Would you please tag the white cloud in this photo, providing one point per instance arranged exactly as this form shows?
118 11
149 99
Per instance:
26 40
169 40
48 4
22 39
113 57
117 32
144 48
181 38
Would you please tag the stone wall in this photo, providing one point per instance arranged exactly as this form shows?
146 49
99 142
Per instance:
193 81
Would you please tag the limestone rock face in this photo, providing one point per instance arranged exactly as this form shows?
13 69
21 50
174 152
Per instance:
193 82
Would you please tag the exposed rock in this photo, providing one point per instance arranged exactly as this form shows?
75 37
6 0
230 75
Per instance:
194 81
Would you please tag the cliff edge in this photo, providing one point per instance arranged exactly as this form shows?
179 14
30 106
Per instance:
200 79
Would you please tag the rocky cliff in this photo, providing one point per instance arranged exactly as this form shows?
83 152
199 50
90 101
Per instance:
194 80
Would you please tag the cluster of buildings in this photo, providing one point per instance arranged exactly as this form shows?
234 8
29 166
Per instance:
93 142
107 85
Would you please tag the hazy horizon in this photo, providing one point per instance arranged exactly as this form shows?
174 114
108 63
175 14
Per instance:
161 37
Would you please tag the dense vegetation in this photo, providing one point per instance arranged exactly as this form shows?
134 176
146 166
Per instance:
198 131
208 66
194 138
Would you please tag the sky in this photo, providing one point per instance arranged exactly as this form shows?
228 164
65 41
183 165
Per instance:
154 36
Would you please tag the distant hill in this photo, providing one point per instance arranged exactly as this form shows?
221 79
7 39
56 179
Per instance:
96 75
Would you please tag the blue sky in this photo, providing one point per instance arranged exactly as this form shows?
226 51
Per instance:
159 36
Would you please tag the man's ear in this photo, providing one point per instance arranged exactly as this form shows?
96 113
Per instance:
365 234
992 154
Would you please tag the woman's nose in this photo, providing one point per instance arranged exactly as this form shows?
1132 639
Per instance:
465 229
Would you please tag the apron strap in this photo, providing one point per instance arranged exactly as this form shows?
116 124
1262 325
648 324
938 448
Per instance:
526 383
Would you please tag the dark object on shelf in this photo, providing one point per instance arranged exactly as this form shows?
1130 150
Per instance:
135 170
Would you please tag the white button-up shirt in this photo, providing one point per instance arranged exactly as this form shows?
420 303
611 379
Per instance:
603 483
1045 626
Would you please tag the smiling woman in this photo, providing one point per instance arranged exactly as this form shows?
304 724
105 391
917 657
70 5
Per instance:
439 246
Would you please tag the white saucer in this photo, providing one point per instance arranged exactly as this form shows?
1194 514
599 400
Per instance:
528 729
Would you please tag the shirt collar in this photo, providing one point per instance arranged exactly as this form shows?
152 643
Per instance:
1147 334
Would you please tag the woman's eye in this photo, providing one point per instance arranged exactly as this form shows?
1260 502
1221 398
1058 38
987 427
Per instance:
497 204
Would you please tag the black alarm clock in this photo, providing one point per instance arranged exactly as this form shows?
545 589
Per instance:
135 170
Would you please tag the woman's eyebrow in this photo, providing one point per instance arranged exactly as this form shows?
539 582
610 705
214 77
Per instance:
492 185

Task objective:
Return the entries above exactly as they were written.

Answer for the task:
Would you please tag the white cloud in this photo, providing one point per instance arranged exactly as this form shows?
118 11
149 99
Per instance:
26 40
169 40
48 4
22 39
113 57
117 32
144 48
181 38
Would you please tag the stone wall in this photo, providing one point per instance arranged exactly as this form shows?
146 49
99 142
Per instance:
193 81
Would you please tag the limestone rock face in this photo, providing one point per instance arranged exactly as this form shows?
13 69
21 50
174 152
Per instance:
193 82
Would you please tag the exposed rock in this photo, providing one point per instance arranged exactly as this form shows?
75 37
6 0
230 75
Per instance:
194 81
Would you please tag the cliff edge in this photo, providing one point per instance arranged exactly as this form shows?
179 14
30 106
Per instance:
200 79
Would you please tag the rocky cliff in this photo, providing one point per instance arranged exactly as this form shows?
83 152
199 50
90 101
Per instance:
194 80
Would you please tag the cluster of buildings in this photo, providing one point per instance arranged exactly as this form shows?
234 8
29 166
Per instance:
93 142
107 85
Would you please tag the hazy horizon in this photo, providing one point per instance arranged exactly as this form shows?
174 114
108 63
175 14
Per instance:
161 37
Would you please tag the dense vegetation in this photo, providing one point per instance arranged exactly as this form shows?
134 176
146 166
Per instance:
198 131
208 66
194 138
Would you please tag the sky in this photo, providing one point per instance arranged exactly as this form shows?
228 164
65 41
183 165
Per instance:
154 36
Would you please tag the distant hill in this photo, providing one point per instance arranged exactly as this form shows?
221 79
7 39
56 179
Per instance:
96 75
Would you please tag the blue sky in this photo, providing one point per instance arranged exactly as this form shows?
226 51
Per instance:
159 36
Would you please tag the man's ear in this photo, providing one point per instance arranged exactly as this form shows?
96 113
Per instance:
365 234
992 154
Would you please tag the woman's nose in this photo, providing one point per instance arranged exactly as this form shows?
1132 639
Per instance:
465 229
Would you please tag the apron strap in this photo, providing one point per instance arranged exactly as this form shows?
116 124
1262 325
648 324
938 448
Per instance:
526 383
Would you please tag the dark object on shelf in this photo, providing one point per instance arranged exactly as this form shows?
1130 150
Per instance:
135 170
Would you please tag the white button-up shirt in this photo, providing one point per instance arranged exactly as this form shows?
420 303
611 379
Per instance:
603 483
1045 626
Would you please tag the smiling woman in this photo, providing one point per instance arranged exactly as this form shows?
304 724
105 391
917 657
70 5
Per instance:
439 246
Would you please tag the white saucer in this photo, providing one point per instance arranged exactly as this form shows?
1194 514
599 400
Per instance:
528 729
Would you please tag the shirt collar in this photo, providing one point per instance arranged exactly as this form shows?
152 643
Per instance:
1147 334
Would you please tag the woman's eye in this photo, providing one point per instance arranged exactly as this form shows?
1260 502
1221 398
1058 38
987 427
Per instance:
497 204
Would you please tag the black alarm clock in this photo, providing one point per instance arranged exactly as this form shows?
545 589
Per instance:
135 170
Would you please tag the woman's eyebrow in this photo, providing one point per instance arranged exactly as this form shows?
539 582
610 705
214 77
Per instance:
492 185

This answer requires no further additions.